TASK
Starting at the line that contains "Note: pick out each instance of the parked" and continuing through the last of the lines below, write out every line again, requests included. Add 46 to each coordinate value in the answers.

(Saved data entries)
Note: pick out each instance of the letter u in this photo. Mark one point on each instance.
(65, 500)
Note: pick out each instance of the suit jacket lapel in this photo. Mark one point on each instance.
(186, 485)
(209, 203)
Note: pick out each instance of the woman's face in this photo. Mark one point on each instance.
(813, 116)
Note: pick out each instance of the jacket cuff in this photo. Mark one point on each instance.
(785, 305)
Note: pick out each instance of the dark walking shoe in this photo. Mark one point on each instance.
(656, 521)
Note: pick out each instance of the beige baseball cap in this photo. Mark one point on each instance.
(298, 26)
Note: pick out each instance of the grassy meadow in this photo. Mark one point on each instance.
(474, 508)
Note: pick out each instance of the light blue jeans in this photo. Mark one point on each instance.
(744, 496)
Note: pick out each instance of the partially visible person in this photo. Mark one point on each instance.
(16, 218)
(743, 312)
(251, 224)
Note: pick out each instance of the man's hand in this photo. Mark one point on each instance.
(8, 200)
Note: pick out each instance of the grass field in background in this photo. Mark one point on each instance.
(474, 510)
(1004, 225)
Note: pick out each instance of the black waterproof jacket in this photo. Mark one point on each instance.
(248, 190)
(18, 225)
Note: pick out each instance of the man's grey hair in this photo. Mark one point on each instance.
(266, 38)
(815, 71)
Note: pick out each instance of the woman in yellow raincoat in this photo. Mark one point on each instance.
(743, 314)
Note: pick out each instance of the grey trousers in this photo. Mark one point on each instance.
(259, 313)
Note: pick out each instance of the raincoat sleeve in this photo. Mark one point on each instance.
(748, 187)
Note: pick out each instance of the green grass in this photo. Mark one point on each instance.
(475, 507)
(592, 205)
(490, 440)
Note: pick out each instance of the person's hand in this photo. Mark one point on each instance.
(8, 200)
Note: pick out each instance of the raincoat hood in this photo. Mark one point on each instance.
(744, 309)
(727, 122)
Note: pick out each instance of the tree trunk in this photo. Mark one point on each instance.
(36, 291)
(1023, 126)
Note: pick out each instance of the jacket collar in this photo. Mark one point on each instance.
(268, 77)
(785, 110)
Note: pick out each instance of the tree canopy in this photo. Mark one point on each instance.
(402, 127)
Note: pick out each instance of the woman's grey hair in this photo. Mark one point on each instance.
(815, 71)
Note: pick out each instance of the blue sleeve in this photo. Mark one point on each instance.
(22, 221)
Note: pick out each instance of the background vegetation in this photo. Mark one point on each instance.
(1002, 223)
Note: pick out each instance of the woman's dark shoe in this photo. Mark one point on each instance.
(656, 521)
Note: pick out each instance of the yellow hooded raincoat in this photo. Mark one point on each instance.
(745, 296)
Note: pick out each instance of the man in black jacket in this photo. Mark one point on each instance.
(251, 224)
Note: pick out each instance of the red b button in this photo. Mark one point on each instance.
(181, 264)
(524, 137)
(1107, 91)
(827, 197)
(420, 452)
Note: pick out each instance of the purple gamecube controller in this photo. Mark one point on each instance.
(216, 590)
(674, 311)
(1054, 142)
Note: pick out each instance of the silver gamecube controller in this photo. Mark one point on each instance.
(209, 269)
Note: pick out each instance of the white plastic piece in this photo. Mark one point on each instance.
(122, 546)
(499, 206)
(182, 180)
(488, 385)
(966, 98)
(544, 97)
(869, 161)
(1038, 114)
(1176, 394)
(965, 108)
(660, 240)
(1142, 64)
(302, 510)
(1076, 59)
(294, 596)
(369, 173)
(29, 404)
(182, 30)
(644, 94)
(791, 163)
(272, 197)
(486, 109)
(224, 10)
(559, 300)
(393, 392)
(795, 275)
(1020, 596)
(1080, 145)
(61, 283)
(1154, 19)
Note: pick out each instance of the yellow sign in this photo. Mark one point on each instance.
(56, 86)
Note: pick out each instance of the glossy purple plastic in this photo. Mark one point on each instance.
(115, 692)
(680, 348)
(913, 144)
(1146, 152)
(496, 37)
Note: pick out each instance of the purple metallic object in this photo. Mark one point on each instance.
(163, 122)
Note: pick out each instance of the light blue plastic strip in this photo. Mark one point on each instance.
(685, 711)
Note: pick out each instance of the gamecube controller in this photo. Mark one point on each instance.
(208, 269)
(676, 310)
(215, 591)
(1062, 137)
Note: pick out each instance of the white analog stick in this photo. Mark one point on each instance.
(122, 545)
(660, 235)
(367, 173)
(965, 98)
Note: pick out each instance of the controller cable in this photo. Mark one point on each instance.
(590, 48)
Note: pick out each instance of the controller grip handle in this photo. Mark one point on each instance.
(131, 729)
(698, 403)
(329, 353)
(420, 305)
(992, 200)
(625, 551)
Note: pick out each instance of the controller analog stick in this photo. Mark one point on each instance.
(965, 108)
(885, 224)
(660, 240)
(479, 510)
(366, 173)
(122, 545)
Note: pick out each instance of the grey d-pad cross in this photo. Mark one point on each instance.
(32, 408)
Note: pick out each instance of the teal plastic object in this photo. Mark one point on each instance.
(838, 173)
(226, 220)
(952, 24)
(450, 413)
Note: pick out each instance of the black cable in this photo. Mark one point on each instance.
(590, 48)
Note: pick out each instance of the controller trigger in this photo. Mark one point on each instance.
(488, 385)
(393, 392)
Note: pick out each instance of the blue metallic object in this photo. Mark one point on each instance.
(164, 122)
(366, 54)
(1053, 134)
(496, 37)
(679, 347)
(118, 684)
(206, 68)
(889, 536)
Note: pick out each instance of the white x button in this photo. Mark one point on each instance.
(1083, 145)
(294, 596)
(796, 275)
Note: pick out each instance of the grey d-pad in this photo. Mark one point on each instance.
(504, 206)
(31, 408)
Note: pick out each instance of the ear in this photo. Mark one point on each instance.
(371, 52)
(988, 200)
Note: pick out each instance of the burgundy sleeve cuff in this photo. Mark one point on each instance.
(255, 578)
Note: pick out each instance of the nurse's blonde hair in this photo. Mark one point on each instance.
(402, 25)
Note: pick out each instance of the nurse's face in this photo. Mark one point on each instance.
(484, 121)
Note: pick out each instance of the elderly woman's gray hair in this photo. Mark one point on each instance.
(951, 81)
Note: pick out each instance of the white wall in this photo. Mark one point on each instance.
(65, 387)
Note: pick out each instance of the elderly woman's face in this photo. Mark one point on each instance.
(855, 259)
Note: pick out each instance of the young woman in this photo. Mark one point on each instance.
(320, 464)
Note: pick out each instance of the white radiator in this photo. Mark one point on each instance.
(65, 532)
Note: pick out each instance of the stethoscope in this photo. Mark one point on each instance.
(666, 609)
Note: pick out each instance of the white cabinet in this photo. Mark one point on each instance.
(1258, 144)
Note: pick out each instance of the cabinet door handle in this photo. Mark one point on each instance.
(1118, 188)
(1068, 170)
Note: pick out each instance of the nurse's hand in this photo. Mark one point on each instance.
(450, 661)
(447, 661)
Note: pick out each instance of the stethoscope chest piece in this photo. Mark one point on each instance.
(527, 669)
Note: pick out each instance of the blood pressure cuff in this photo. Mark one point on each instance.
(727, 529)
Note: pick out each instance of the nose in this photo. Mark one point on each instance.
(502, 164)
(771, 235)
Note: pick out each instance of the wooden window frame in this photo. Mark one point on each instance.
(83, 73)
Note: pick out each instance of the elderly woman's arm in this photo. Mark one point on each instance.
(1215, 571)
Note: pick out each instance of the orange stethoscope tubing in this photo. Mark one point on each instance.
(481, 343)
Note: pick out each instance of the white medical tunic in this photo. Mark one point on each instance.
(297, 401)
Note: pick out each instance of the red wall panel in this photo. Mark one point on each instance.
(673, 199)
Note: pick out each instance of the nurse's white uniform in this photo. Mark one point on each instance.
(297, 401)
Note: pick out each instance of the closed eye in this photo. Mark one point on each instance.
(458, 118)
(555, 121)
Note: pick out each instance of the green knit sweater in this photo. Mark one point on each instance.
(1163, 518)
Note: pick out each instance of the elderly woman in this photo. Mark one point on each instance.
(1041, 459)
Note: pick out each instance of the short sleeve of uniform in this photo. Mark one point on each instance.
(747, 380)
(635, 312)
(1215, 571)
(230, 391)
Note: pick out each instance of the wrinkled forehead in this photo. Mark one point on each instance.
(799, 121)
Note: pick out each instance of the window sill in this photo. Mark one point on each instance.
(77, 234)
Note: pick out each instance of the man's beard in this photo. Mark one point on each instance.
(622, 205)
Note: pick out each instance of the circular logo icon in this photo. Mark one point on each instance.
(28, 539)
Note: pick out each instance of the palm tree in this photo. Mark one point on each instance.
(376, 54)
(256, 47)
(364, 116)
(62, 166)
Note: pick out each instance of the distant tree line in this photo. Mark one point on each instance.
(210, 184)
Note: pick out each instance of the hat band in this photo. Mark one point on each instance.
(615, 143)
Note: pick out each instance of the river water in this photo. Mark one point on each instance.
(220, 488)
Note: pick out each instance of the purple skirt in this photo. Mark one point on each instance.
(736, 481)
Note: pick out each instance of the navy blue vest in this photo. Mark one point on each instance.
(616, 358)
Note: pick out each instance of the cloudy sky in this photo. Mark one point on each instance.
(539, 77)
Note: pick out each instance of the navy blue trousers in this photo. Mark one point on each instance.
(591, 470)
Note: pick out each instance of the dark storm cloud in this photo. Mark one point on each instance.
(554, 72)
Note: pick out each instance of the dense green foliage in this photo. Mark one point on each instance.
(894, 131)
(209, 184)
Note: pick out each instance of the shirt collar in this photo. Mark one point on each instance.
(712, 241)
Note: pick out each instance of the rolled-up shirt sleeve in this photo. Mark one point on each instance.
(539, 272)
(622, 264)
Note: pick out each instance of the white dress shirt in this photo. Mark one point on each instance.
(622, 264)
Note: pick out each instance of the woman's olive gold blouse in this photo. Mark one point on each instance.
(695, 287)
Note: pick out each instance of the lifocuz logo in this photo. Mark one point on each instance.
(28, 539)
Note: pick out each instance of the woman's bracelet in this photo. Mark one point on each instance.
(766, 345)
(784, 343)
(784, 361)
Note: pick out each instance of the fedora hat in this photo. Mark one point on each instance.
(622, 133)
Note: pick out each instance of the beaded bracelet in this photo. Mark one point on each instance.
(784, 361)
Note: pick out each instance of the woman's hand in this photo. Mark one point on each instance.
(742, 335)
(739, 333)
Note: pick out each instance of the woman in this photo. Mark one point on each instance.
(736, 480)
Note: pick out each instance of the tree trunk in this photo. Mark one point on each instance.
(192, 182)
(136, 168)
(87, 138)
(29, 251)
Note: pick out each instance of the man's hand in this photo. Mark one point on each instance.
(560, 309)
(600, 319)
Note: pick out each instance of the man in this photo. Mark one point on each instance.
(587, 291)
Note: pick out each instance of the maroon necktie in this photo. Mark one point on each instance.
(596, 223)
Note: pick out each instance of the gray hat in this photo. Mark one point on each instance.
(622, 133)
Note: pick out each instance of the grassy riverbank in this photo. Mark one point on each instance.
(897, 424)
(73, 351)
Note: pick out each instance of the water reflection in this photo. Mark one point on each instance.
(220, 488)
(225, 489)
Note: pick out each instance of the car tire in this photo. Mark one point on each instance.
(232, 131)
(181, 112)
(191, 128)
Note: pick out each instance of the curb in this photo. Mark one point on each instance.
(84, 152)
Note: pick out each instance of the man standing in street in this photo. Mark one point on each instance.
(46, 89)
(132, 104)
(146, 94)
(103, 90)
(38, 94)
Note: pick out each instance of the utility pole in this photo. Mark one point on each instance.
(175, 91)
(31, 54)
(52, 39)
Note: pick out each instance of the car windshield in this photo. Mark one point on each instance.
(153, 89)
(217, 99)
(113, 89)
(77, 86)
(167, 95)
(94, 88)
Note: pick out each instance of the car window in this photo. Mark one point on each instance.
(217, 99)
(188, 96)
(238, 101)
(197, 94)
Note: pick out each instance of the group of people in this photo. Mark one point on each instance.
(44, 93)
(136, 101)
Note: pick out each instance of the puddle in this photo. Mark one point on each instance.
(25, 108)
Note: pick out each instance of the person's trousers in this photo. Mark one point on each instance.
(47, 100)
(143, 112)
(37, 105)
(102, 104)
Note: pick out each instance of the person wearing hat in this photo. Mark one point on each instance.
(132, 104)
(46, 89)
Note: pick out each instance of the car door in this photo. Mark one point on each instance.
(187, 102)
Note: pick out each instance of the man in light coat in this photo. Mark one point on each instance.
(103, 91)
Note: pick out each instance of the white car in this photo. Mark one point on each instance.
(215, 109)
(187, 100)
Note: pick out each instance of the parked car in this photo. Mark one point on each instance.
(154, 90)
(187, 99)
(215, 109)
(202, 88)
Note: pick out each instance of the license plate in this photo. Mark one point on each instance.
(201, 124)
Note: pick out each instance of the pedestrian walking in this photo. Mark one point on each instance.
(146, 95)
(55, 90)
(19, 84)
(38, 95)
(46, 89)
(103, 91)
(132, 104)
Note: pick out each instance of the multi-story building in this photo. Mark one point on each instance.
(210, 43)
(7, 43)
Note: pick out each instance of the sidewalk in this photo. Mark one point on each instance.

EXERCISE ANSWER
Note: pick out each instance of the parked car in this photo. Mark one point on each instance.
(200, 136)
(233, 145)
(261, 155)
(248, 134)
Note: pick out each instance of the license plate in this photo. Mark one point on each instance.
(247, 170)
Note: pick out each instance of the pedestrian walking in this photo. Mark one point on each instance.
(192, 141)
(101, 136)
(65, 130)
(84, 141)
(92, 135)
(149, 137)
(178, 150)
Note: pick out each instance of the multi-story building in this photo. Mark one point on each instance.
(256, 89)
(53, 89)
Note: pick out each instance of the sidewalk in this photo. Mark one point on each instance.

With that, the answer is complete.